_Tasks to complete_
• A. Translate this sentence from the R power-analysis tutorial into Spanish: "Again, run the model a few times with the same parameter set to get a feeling for the effect of random variation in the data."
• B. Write what comes next in the R power-analysis tutorial, picking up after its final line.

** Start of Document **

Alternatively, for the effect sizes you originally hypothesized, what is the minimum sample size you would need in order to detect a statistically significant effect? Again, run the model a few times with the same parameter set to get a feeling for the effect of random variation in the data.
# Set the parameters
alpha <- 0.05
power <- 0.8
sd1 <- sqrt(1.5) # Standard deviation for group 1
mean1 <- 10 # Mean for group 1
sd2 <- sqrt(2.0) # Standard deviation for group 2
mean2 <- 15 # Mean for group 1
# Calculate Statistical Power
pwrss.t.2means(mu1 = mean1, mu2 = mean2, sd1 = sd1, sd2 = sd2, kappa = 1,
n2 = 30, alpha = 0.05,
alternative = "not equal")
## Difference between Two means
## (Independent Samples t Test)

** End of Document **
** Start of Raw records **

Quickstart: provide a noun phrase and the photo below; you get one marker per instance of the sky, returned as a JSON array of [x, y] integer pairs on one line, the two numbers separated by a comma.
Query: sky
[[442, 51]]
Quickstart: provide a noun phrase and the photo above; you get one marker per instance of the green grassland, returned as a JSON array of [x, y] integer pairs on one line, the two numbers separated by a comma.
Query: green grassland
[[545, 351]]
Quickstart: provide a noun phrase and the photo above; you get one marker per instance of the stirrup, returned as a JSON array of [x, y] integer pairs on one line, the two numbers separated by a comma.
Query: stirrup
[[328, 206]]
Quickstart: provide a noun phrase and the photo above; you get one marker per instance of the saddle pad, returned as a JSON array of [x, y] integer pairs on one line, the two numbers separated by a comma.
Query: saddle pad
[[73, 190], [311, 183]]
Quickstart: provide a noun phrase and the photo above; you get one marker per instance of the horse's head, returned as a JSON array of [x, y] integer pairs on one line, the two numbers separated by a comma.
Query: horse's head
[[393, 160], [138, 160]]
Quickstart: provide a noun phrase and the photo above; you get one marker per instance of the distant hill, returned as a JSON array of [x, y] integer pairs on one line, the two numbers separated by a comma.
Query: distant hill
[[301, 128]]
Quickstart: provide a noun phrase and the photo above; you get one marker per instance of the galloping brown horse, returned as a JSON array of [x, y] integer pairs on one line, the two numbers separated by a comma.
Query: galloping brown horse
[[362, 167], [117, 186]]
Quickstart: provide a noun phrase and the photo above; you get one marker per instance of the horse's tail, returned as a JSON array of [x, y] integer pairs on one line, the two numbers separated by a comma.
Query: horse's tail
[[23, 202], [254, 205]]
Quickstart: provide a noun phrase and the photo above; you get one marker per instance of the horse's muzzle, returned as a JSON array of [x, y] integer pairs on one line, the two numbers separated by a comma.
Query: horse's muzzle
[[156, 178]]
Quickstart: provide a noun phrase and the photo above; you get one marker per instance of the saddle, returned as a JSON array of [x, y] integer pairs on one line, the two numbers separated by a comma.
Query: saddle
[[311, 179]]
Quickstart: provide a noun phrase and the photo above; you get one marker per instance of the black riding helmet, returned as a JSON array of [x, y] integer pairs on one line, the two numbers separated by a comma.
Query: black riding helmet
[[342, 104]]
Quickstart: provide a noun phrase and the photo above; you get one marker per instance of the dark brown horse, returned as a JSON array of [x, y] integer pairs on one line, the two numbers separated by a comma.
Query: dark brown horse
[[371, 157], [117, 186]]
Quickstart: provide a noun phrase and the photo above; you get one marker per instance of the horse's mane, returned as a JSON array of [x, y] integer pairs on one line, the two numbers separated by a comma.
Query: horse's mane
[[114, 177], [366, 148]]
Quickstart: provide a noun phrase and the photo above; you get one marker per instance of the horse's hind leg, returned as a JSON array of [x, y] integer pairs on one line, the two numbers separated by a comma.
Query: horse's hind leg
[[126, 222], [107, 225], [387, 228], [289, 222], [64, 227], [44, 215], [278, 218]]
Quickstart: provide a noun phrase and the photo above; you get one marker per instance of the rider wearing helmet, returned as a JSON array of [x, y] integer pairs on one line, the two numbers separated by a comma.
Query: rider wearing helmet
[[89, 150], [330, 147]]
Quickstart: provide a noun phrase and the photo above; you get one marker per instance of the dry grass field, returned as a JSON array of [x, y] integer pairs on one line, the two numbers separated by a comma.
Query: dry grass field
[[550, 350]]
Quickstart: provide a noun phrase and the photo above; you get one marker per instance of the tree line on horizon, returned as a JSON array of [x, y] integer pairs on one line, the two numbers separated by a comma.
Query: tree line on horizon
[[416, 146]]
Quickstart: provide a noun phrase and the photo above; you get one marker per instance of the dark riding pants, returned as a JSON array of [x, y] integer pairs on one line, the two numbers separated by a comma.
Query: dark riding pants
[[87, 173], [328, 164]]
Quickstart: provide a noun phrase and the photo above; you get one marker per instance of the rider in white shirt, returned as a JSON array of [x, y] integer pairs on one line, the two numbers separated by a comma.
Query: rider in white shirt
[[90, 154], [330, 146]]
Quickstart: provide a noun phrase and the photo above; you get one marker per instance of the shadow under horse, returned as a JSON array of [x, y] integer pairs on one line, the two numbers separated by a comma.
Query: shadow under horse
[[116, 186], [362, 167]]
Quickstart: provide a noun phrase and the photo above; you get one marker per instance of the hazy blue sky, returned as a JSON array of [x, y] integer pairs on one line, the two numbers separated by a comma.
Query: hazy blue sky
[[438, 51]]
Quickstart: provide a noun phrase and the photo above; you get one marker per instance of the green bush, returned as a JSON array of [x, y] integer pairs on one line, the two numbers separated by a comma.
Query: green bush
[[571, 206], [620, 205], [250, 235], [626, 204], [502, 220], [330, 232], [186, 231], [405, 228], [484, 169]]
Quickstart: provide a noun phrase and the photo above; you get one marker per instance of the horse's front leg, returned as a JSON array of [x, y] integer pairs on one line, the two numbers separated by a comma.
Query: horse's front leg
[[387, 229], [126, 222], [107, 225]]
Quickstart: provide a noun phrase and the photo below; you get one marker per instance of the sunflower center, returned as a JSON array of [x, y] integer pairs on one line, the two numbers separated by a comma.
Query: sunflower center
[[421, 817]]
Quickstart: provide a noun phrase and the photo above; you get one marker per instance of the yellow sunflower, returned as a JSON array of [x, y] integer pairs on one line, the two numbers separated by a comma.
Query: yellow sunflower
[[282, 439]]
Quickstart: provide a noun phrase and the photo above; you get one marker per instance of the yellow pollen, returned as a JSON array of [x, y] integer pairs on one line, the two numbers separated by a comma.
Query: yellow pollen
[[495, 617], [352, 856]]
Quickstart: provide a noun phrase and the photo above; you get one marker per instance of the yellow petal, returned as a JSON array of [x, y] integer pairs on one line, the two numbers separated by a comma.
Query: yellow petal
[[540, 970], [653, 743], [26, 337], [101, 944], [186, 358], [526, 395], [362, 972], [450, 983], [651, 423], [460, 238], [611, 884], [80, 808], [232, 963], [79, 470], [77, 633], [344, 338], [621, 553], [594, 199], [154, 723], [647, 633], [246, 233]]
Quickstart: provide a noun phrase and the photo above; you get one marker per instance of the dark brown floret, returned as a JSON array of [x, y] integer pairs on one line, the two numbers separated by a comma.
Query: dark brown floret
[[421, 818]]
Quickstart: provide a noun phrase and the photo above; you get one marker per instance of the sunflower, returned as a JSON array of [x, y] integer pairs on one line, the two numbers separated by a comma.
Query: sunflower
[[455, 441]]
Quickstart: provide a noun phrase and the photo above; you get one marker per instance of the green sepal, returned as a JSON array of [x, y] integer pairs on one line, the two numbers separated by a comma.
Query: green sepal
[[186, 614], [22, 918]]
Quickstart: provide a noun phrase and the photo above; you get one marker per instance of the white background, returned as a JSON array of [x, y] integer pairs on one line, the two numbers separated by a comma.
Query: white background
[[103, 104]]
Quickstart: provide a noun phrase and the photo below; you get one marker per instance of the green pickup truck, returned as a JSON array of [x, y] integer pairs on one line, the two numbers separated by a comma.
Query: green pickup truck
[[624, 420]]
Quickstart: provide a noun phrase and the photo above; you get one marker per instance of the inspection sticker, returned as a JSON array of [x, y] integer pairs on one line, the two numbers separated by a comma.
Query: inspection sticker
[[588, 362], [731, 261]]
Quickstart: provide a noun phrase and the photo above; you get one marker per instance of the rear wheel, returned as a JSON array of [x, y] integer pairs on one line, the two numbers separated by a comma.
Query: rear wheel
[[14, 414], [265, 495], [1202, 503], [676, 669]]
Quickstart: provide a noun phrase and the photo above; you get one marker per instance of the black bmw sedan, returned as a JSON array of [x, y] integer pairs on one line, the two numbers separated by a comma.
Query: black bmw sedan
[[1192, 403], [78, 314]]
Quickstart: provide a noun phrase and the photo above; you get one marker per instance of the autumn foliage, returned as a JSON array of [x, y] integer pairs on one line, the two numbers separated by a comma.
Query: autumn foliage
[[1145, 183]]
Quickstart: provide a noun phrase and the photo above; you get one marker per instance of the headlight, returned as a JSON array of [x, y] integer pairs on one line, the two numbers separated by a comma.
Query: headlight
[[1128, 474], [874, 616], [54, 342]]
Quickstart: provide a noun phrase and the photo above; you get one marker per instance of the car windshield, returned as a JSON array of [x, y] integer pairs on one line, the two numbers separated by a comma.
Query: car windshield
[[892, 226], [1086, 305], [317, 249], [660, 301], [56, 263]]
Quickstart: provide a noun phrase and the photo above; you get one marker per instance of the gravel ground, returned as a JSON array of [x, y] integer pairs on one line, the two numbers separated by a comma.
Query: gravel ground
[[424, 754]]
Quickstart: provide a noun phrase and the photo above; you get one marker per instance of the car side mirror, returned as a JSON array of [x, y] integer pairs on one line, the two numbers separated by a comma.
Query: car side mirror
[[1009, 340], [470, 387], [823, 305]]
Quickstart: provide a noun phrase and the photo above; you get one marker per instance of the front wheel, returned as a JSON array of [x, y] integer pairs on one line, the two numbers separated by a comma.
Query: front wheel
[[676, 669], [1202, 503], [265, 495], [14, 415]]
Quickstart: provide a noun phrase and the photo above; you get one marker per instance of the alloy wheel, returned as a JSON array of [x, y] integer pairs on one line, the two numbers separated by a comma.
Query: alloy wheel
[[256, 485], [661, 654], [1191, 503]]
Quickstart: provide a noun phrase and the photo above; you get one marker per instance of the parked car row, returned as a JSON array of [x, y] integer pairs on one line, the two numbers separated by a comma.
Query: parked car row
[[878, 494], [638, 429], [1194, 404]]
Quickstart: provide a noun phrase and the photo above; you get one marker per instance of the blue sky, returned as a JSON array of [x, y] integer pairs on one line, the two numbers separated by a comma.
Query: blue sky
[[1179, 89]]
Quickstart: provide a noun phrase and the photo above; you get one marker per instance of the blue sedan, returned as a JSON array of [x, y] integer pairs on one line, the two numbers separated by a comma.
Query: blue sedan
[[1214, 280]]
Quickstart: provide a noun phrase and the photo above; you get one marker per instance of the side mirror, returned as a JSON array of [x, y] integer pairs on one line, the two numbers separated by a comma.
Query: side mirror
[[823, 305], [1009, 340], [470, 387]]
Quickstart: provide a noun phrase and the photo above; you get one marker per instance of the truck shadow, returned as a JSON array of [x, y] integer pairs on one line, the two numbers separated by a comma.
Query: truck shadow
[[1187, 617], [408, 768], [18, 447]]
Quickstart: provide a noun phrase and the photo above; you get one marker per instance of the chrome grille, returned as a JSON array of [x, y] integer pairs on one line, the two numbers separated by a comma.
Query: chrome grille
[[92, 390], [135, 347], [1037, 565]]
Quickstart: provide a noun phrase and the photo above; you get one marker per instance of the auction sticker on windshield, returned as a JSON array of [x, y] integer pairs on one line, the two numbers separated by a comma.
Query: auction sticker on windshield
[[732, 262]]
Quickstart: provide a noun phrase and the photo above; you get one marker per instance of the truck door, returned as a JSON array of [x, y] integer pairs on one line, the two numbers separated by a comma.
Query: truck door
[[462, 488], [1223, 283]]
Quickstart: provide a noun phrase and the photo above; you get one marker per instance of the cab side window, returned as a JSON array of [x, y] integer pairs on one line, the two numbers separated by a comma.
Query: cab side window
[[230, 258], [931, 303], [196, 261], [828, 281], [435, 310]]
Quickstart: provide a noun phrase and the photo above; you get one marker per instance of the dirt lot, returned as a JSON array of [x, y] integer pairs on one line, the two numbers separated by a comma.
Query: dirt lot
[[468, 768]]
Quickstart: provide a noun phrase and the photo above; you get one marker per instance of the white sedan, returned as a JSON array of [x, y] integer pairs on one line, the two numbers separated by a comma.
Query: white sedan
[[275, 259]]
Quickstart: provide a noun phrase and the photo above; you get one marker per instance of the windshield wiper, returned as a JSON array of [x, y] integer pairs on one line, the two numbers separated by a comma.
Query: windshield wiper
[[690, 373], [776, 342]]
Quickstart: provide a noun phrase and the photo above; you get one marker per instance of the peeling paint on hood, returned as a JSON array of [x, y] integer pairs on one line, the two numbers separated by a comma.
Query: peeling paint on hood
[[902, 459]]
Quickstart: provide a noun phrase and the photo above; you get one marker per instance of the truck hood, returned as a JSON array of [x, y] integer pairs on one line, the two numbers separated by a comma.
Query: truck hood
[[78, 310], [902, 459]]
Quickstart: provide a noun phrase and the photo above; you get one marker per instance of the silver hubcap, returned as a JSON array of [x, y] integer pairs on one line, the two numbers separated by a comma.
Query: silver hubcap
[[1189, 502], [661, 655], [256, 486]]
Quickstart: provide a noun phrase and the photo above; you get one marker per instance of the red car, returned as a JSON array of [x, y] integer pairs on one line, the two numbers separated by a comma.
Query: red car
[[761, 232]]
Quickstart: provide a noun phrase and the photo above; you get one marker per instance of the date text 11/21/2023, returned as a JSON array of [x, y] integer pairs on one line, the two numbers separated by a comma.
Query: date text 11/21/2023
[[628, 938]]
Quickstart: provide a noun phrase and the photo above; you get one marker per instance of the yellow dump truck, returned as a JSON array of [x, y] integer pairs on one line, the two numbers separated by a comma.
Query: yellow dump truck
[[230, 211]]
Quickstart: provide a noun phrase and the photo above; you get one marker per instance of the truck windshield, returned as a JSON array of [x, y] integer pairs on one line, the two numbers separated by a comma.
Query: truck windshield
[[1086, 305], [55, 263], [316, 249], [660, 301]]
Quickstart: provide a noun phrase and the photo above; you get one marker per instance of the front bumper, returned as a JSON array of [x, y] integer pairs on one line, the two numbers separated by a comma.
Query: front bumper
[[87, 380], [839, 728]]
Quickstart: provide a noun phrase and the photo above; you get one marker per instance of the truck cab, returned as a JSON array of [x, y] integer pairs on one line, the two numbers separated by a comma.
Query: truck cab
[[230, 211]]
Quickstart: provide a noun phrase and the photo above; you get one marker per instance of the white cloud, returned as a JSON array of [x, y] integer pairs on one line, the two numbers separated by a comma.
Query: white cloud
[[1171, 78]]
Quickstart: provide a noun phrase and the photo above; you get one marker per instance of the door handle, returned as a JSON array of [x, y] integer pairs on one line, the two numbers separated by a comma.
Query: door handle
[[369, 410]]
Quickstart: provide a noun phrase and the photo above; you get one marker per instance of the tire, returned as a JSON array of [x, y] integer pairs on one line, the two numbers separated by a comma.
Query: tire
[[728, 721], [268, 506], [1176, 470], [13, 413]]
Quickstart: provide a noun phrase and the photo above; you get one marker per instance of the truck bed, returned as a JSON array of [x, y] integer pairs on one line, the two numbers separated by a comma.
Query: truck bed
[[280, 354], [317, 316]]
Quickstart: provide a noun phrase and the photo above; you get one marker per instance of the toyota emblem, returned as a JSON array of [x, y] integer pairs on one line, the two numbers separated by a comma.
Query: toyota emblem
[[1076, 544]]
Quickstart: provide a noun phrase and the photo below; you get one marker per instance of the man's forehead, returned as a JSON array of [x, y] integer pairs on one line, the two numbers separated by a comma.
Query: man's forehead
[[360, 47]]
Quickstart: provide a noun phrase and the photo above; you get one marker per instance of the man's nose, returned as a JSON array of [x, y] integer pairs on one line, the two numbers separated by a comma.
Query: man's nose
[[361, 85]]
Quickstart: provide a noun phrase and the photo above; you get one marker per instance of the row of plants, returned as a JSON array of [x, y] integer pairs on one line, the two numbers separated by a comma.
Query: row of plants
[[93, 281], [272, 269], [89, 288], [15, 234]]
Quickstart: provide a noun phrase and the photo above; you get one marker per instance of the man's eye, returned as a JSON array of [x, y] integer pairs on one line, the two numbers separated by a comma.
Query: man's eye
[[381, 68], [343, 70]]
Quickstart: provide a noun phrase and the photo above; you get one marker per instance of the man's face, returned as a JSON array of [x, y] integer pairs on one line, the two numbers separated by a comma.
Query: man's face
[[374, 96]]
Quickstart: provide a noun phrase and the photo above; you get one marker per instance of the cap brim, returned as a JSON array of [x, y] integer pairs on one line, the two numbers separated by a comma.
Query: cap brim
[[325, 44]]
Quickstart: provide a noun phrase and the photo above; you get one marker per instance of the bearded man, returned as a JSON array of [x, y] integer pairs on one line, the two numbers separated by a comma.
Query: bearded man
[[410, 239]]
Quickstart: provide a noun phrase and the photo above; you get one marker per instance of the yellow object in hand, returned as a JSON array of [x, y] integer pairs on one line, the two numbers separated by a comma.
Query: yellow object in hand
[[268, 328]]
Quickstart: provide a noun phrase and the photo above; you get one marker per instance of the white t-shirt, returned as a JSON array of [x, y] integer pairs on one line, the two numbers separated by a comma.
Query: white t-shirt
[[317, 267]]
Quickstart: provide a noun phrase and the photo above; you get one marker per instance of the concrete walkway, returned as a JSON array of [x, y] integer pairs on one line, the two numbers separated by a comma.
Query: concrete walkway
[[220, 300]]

** End of Raw records **

_Per-task outputs_
• A. De nuevo, ejecute el modelo unas cuantas veces con el mismo conjunto de parámetros para hacerse una idea del efecto de la variación aleatoria en los datos.

• B.
## H0: mu1 = mu2
## HA: mu1 != mu2
## ------------------------------
## Statistical power = 1
## n1 = 30
## n2 = 30
## ------------------------------
## Alternative = "not equal"
## Degrees of freedom = 58
## Non-centrality parameter = -14.639
## Type I error rate = 0.05
## Type II error rate = 0
# Calculate Minimum Required Sample Size
pwrss.t.2means(mu1 = mean1, mu2 = mean2, sd1 = sd1, sd2 = sd2, kappa = 1,
power = .80, alpha = 0.01,
alternative = "not equal")
## Difference between Two means
## (Independent Samples t Test)
## H0: mu1 = mu2
## HA: mu1 != mu2
## ------------------------------
## Statistical power = 0.8
## n1 = 4
## n2 = 4
## ------------------------------
## Alternative = "not equal"
## Degrees of freedom = 6
## Non-centrality parameter = -5.345
## Type I error rate = 0.01
## Type II error rate = 0.2
Write up your results in a markdown file, organized with headers and different code chunks to show your analysis. Be explicit in your explanation and justification for sample sizes, means, and variances.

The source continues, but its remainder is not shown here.